EXERCISE:
Write out all the data again, exactly.

━━ TASK DATA ━━

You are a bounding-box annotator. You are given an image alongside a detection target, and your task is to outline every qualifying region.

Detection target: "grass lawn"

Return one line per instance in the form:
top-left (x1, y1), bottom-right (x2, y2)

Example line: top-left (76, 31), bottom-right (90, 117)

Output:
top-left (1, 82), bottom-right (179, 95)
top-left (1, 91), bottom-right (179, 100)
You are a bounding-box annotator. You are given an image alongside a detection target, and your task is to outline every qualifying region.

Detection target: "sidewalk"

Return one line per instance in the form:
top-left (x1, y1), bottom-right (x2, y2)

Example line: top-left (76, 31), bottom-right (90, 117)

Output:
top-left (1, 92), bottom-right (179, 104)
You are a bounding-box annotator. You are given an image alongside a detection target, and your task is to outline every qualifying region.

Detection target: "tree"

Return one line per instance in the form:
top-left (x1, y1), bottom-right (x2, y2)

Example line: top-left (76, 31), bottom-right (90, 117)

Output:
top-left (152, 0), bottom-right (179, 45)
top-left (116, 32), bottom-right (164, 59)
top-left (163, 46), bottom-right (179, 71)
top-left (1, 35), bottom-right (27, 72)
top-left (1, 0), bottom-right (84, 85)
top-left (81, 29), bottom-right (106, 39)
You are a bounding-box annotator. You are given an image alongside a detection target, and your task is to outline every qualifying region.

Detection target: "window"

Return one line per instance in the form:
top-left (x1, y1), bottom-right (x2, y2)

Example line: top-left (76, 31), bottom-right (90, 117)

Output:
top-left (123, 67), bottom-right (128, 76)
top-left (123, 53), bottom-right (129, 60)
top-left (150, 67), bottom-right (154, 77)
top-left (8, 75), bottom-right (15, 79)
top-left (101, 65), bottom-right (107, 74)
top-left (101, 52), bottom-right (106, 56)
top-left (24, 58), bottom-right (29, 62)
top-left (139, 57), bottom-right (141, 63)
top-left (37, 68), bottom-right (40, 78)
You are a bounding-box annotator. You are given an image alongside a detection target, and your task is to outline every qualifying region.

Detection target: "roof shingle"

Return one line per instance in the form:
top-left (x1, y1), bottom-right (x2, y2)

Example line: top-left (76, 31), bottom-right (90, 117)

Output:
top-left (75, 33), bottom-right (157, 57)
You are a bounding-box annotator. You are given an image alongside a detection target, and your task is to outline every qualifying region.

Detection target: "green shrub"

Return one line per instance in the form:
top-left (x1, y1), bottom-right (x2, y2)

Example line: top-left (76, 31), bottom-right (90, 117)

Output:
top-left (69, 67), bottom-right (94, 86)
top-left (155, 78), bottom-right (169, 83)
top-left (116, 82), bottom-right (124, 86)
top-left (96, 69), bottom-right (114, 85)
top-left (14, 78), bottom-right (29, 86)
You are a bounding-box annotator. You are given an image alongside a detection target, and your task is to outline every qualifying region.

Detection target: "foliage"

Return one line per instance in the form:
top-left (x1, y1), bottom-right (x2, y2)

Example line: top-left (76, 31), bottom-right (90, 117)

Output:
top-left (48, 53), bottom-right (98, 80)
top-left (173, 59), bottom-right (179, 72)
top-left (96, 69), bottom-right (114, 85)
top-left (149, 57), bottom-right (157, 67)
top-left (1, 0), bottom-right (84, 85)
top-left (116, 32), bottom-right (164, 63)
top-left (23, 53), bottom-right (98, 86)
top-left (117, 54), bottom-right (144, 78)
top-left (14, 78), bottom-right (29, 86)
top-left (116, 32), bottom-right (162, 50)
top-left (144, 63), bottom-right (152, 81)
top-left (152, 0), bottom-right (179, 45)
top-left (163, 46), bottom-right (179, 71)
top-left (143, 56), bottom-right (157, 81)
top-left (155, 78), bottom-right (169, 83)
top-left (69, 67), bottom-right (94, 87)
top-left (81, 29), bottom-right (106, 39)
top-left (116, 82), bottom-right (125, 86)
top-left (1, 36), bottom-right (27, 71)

━━━

FINAL ANSWER:
You are a bounding-box annotator. You are given an image alongside a detection target, and your task is to outline every qualifying region.

Detection target: "grass lawn"

Return one line per instance in the form:
top-left (x1, y1), bottom-right (x2, y2)

Example line: top-left (76, 31), bottom-right (90, 117)

Output:
top-left (1, 82), bottom-right (179, 95)
top-left (1, 91), bottom-right (179, 100)
You are a bounding-box annotator. You are given an image alongside a detection target, and your task is to outline every qualifying region.

Detection target: "sidewalk"

Return one line per instance in the form:
top-left (x1, y1), bottom-right (x2, y2)

Example line: top-left (76, 31), bottom-right (90, 117)

Output:
top-left (1, 92), bottom-right (179, 104)
You are a bounding-box annotator. You are given an image alongside a detection target, and your task is to outline every qualifying region.

Detection target: "tree"

Return one line per instance in the form:
top-left (x1, y1), bottom-right (x2, y2)

Example line: top-left (76, 31), bottom-right (90, 117)

Output:
top-left (152, 0), bottom-right (179, 45)
top-left (116, 32), bottom-right (164, 59)
top-left (163, 46), bottom-right (179, 71)
top-left (1, 35), bottom-right (27, 72)
top-left (1, 0), bottom-right (84, 85)
top-left (81, 29), bottom-right (106, 39)
You are a bounding-box annotator. You are given an image alongside a detection target, and your task is to outline every qualifying region.

Detection target: "window"

Return one line per instance in the form:
top-left (x1, y1), bottom-right (x2, y2)

Example line: top-left (76, 31), bottom-right (90, 117)

Output:
top-left (123, 67), bottom-right (128, 76)
top-left (123, 53), bottom-right (129, 60)
top-left (150, 67), bottom-right (154, 77)
top-left (8, 75), bottom-right (15, 79)
top-left (101, 65), bottom-right (107, 74)
top-left (101, 52), bottom-right (106, 56)
top-left (24, 58), bottom-right (29, 62)
top-left (139, 57), bottom-right (141, 63)
top-left (37, 68), bottom-right (40, 78)
You are a bounding-box annotator. You are given an image alongside a detection target, and your task is to outline every qualifying region.

Detection target: "roof shingle"

Return one line per instance in the form:
top-left (x1, y1), bottom-right (x2, y2)

Example line: top-left (76, 31), bottom-right (90, 117)

Output:
top-left (75, 33), bottom-right (157, 57)
You are a bounding-box annotator. You are given an image alongside a detection target, and your task is to outline every qualifying region.

Detection target: "green shrub"

Return one line per instance in the form:
top-left (x1, y1), bottom-right (x2, y2)

Example line: top-left (76, 31), bottom-right (90, 117)

Output:
top-left (69, 67), bottom-right (94, 86)
top-left (155, 78), bottom-right (169, 83)
top-left (116, 82), bottom-right (124, 86)
top-left (96, 69), bottom-right (114, 85)
top-left (14, 78), bottom-right (29, 86)
You are a bounding-box annotator. You are given an image alongside a detection target, and your task is to outline every qualifying region.

Detection target: "foliage"

Return one line per instance in the form:
top-left (x1, y1), bottom-right (x2, y2)

Example line: top-left (76, 31), bottom-right (90, 117)

Output:
top-left (48, 53), bottom-right (98, 80)
top-left (173, 59), bottom-right (179, 72)
top-left (96, 69), bottom-right (114, 85)
top-left (149, 57), bottom-right (157, 67)
top-left (1, 0), bottom-right (84, 85)
top-left (116, 32), bottom-right (164, 63)
top-left (23, 53), bottom-right (98, 86)
top-left (117, 54), bottom-right (144, 78)
top-left (14, 78), bottom-right (29, 86)
top-left (116, 32), bottom-right (162, 50)
top-left (144, 63), bottom-right (152, 81)
top-left (152, 0), bottom-right (179, 45)
top-left (163, 46), bottom-right (179, 71)
top-left (143, 56), bottom-right (157, 81)
top-left (155, 78), bottom-right (169, 83)
top-left (69, 67), bottom-right (94, 87)
top-left (81, 29), bottom-right (106, 39)
top-left (116, 82), bottom-right (125, 86)
top-left (1, 36), bottom-right (27, 71)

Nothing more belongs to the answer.